# Task item A
In the Guardian article below, copy the passage from "Now the Inter-American" up to and including "the electric shocks." word for word.
# Task item B
Answer these questions using the Guardian article below.
(i) In which town and state is the Judge Rotenberg Center?
(ii) About how many of its students are currently subjected to the electric shocks?
(iii) What do the school's administrators call the practice?

# Provided text
*** Begin section ***

Human rights body calls on US school to ban electric shocks on children
Source: The Guardian
Human rights body calls on US school to ban electric shocks on children
Inter-American Commission on Human Rights issued a notice to the Judge Rotenberg Center to immediately stop the shocks
Ed Pilkington in New York
Tue 18 Dec 2018 11.00 GMT
An international body entrusted with upholding human rights across the Americas has called for an immediate ban on the controversial use of electric shocks on severely disabled children in a school outside Boston.
The Judge Rotenberg Center in Canton, Massachusetts, is believed to be the only school in the world that routinely inflicts high-powered electric shocks as a form of punishment on vulnerable children and adults. About 47 of its students are currently subjected to the treatment, which involves individuals being zapped with electric currents far more powerful than those discharged by stun guns.
Disability rights campaigners have tried for decades to stop the practice, which the schools administrators call aversive therapy. So far the institution has managed to fend off all opposition, arguing that electric shocks are an acceptable way of discouraging harmful habits.
Now the Inter-American Commission on Human Rights (IACHR) has issued a rare formal notice known as precautionary measures that calls for immediate cessation of the electric shocks.
In a
seven-page resolution, the Washington-based panel says that the practice poses a serious impact on the rights of the vulnerable children at the school, particularly on their right to personal integrity which may be subjected to a form of torture.

*** End section ***

# Information supplied
*** Begin section ***

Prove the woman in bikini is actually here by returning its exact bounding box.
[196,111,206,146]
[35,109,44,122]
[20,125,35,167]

*** End section ***

# Exercise answer A
Now the Inter-American Commission on Human Rights (IACHR) has issued a rare formal notice known as precautionary measures that calls for immediate cessation of the electric shocks.

# Exercise answer B
(i) Canton, Massachusetts
(ii) About 47
(iii) Aversive therapy